**AIM OF THE TASK:** Please lay out the lines of the listing as a numbered list, starting from the line with "Locate any visible upholstered" up to and including the line with "[0,192,82,240]", and leave out any blank lines.

**STORED ROWS:**
== == ==
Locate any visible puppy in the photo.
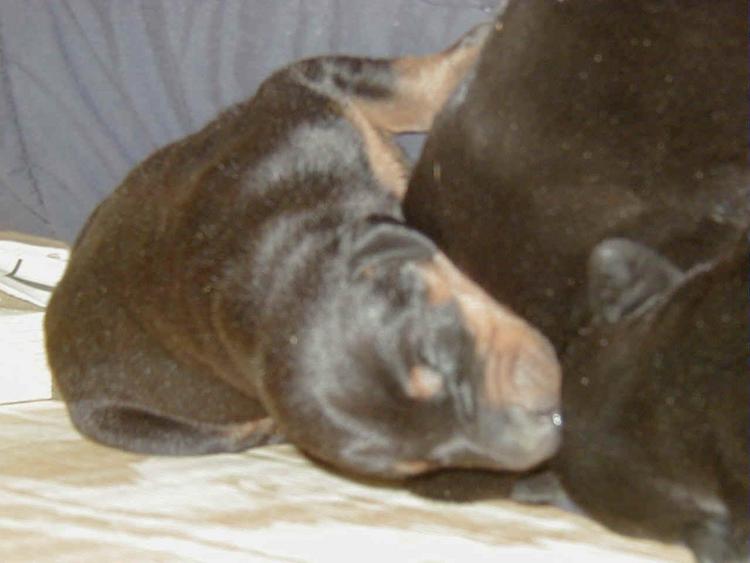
[45,25,560,478]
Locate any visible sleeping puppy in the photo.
[404,0,750,351]
[513,230,750,562]
[46,26,560,478]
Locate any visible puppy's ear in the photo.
[350,217,437,277]
[588,238,684,323]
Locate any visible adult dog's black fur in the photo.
[404,0,748,349]
[404,0,750,561]
[46,26,560,477]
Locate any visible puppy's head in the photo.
[264,219,560,478]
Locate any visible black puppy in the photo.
[46,26,560,477]
[404,0,750,350]
[513,231,750,562]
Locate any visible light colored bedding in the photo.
[0,234,690,563]
[0,401,690,563]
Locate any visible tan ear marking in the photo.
[406,365,443,401]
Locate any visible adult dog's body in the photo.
[404,0,748,349]
[46,26,560,477]
[404,0,750,561]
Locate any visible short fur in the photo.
[46,26,560,477]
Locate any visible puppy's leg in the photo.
[45,290,283,455]
[67,400,284,455]
[288,24,494,199]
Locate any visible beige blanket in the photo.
[0,401,690,563]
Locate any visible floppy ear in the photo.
[350,217,437,276]
[588,238,684,323]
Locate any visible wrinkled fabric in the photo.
[0,0,494,241]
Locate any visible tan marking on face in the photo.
[406,366,443,401]
[418,253,561,411]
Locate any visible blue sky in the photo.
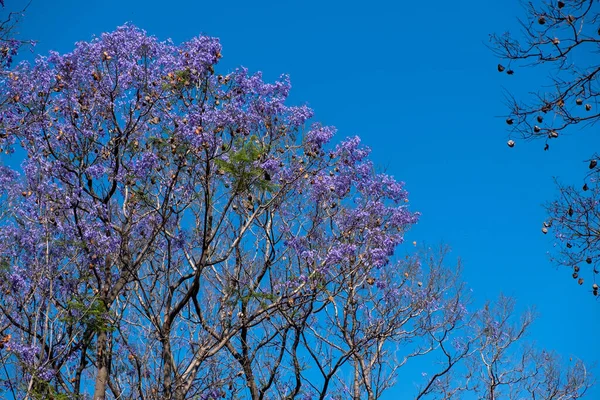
[6,0,600,398]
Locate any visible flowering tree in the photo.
[491,0,600,295]
[0,25,592,400]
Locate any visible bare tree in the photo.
[491,0,600,295]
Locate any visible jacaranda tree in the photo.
[0,25,588,400]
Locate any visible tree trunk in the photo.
[93,330,109,400]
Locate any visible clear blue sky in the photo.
[6,0,600,399]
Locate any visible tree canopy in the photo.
[0,25,591,400]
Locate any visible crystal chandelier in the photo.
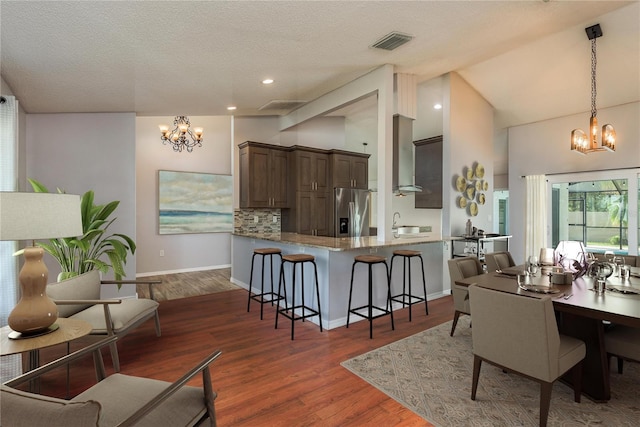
[571,24,616,154]
[160,116,204,153]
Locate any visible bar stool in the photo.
[247,248,286,320]
[276,254,322,340]
[389,249,429,322]
[347,255,395,338]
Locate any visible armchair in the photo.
[47,270,161,372]
[469,285,586,426]
[448,257,483,336]
[0,336,221,427]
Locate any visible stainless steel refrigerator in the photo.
[334,188,371,237]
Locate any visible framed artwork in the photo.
[158,170,233,234]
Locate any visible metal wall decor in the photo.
[454,162,489,216]
[160,116,204,153]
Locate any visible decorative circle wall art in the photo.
[454,162,489,216]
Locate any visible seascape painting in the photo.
[158,170,233,234]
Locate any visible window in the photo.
[551,179,629,253]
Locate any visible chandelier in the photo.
[571,24,616,154]
[160,116,204,153]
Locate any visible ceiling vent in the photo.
[258,99,307,110]
[371,31,413,50]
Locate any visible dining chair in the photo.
[469,284,586,426]
[484,251,516,273]
[447,256,484,336]
[604,325,640,374]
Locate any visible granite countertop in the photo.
[233,232,450,251]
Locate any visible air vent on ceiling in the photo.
[371,31,413,50]
[258,99,307,110]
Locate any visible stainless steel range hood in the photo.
[392,114,422,196]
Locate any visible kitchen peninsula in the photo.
[231,232,448,329]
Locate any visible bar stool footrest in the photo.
[391,294,426,307]
[349,305,391,320]
[249,292,284,304]
[278,306,320,321]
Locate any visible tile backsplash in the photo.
[233,209,282,233]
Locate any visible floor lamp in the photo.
[0,192,82,339]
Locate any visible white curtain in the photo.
[524,175,547,261]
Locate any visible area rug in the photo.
[342,316,640,427]
[136,268,241,302]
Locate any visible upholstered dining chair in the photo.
[0,336,221,427]
[604,325,640,374]
[448,256,484,336]
[484,251,516,273]
[47,270,161,372]
[469,285,586,426]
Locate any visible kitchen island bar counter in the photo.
[233,232,450,251]
[231,232,450,329]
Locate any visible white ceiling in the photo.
[0,0,640,132]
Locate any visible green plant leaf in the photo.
[29,178,136,282]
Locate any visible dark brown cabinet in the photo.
[283,146,331,236]
[239,141,290,208]
[331,151,369,189]
[295,191,331,236]
[238,141,369,236]
[292,146,329,192]
[413,135,442,209]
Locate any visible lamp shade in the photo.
[0,192,82,339]
[0,192,82,240]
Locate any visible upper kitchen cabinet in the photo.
[413,135,442,209]
[291,146,330,192]
[330,150,369,190]
[238,141,290,208]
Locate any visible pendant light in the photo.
[571,24,616,154]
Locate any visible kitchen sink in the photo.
[391,225,431,239]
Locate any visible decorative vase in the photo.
[8,247,58,335]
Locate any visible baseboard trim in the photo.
[136,264,231,277]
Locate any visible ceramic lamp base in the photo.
[8,247,58,335]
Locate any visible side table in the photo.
[0,318,93,390]
[0,318,92,371]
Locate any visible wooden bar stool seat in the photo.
[276,254,322,340]
[389,249,429,322]
[347,255,395,338]
[247,248,286,320]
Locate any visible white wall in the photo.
[25,113,136,297]
[135,116,232,276]
[509,102,640,259]
[442,73,493,236]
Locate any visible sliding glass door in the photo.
[548,170,640,255]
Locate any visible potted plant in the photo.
[29,178,136,281]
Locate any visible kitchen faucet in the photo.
[393,212,400,227]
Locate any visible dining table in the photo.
[456,265,640,402]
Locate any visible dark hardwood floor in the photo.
[28,282,453,426]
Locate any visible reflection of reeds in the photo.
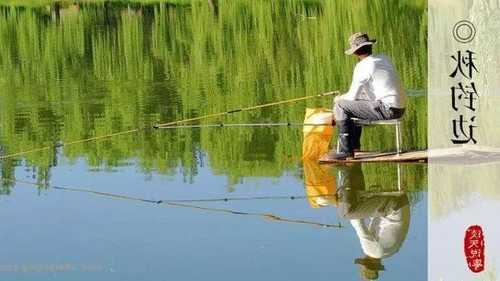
[0,0,426,186]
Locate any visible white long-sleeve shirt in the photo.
[351,205,410,259]
[339,54,406,108]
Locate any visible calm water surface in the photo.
[0,0,427,280]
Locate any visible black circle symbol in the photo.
[453,20,476,43]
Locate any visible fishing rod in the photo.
[158,122,333,129]
[7,178,343,228]
[153,91,340,129]
[0,91,340,160]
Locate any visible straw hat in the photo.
[345,32,377,55]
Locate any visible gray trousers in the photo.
[333,100,405,149]
[333,100,404,121]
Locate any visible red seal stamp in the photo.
[464,225,485,273]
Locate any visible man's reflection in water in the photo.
[302,128,410,280]
[337,164,410,280]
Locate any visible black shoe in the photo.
[319,149,354,163]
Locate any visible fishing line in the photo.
[0,91,340,160]
[7,179,343,228]
[154,122,333,129]
[153,91,340,129]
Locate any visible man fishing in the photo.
[320,32,406,161]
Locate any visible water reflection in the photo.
[303,134,411,280]
[337,164,410,280]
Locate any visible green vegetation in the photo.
[0,0,427,188]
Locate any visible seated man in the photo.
[320,32,406,161]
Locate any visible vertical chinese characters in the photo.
[450,50,479,144]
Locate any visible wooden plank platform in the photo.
[320,145,500,165]
[320,150,428,164]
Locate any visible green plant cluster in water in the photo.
[0,0,427,188]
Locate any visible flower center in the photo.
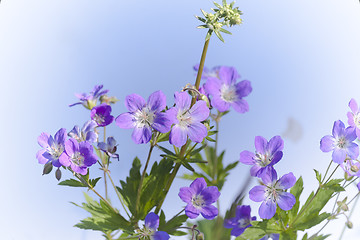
[176,110,192,127]
[71,152,84,167]
[354,113,360,128]
[220,84,237,103]
[337,137,347,148]
[48,143,64,159]
[134,107,155,128]
[254,153,272,167]
[191,195,205,208]
[94,114,105,124]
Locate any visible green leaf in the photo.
[75,193,134,233]
[58,178,88,187]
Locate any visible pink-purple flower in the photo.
[204,66,252,113]
[167,92,210,147]
[90,103,114,127]
[115,91,171,144]
[224,205,256,237]
[68,120,98,143]
[36,128,66,167]
[239,136,284,181]
[347,98,360,138]
[69,85,109,110]
[320,120,359,164]
[139,212,170,240]
[179,178,220,220]
[249,172,296,219]
[59,138,97,175]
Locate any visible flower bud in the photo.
[43,161,52,175]
[55,168,61,181]
[345,220,353,229]
[196,233,205,240]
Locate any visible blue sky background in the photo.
[0,0,360,240]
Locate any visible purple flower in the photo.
[69,85,109,110]
[260,233,280,240]
[115,91,171,144]
[167,92,210,147]
[193,64,220,78]
[347,98,360,138]
[340,159,360,177]
[179,178,220,220]
[224,205,256,237]
[68,120,98,143]
[204,66,252,113]
[239,136,284,181]
[320,120,359,164]
[90,103,114,127]
[59,138,97,175]
[139,212,170,240]
[249,172,296,219]
[98,137,119,160]
[36,128,66,167]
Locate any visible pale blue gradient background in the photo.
[0,0,360,240]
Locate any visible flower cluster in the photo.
[239,136,296,223]
[320,99,360,176]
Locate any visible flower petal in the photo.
[189,100,210,122]
[239,150,255,165]
[200,205,219,220]
[169,125,187,147]
[276,192,296,211]
[131,127,151,144]
[187,122,207,143]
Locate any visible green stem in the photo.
[135,141,156,215]
[106,171,130,219]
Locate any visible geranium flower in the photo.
[204,66,252,113]
[68,120,98,143]
[320,120,359,164]
[90,103,114,127]
[98,137,119,160]
[239,136,284,181]
[115,91,171,144]
[347,98,360,138]
[224,205,256,237]
[69,85,109,110]
[36,128,66,167]
[140,212,170,240]
[249,172,296,219]
[167,92,210,147]
[179,178,220,220]
[59,138,97,175]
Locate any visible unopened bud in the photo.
== == ==
**SOLVED EXERCISE:**
1. Locate any visible upholstered dining chair in the photo.
2. [0,336,221,427]
3. [604,325,640,374]
4. [448,256,484,336]
5. [484,251,516,273]
6. [47,270,161,372]
7. [469,285,586,426]
8. Locate any visible kitchen island bar counter in the photo.
9. [233,232,450,251]
10. [231,232,450,329]
11. Locate any visible white ceiling in the photo.
12. [0,0,640,132]
13. Locate any visible green plant leaf in the photo.
14. [29,178,136,282]
15. Locate any visible dark brown cabinet in the photo.
16. [283,146,331,236]
17. [239,141,290,208]
18. [331,151,369,189]
19. [295,191,331,236]
20. [238,141,369,236]
21. [292,146,329,192]
22. [413,135,442,209]
23. Locate any visible lamp shade in the photo.
24. [0,192,82,339]
25. [0,192,82,240]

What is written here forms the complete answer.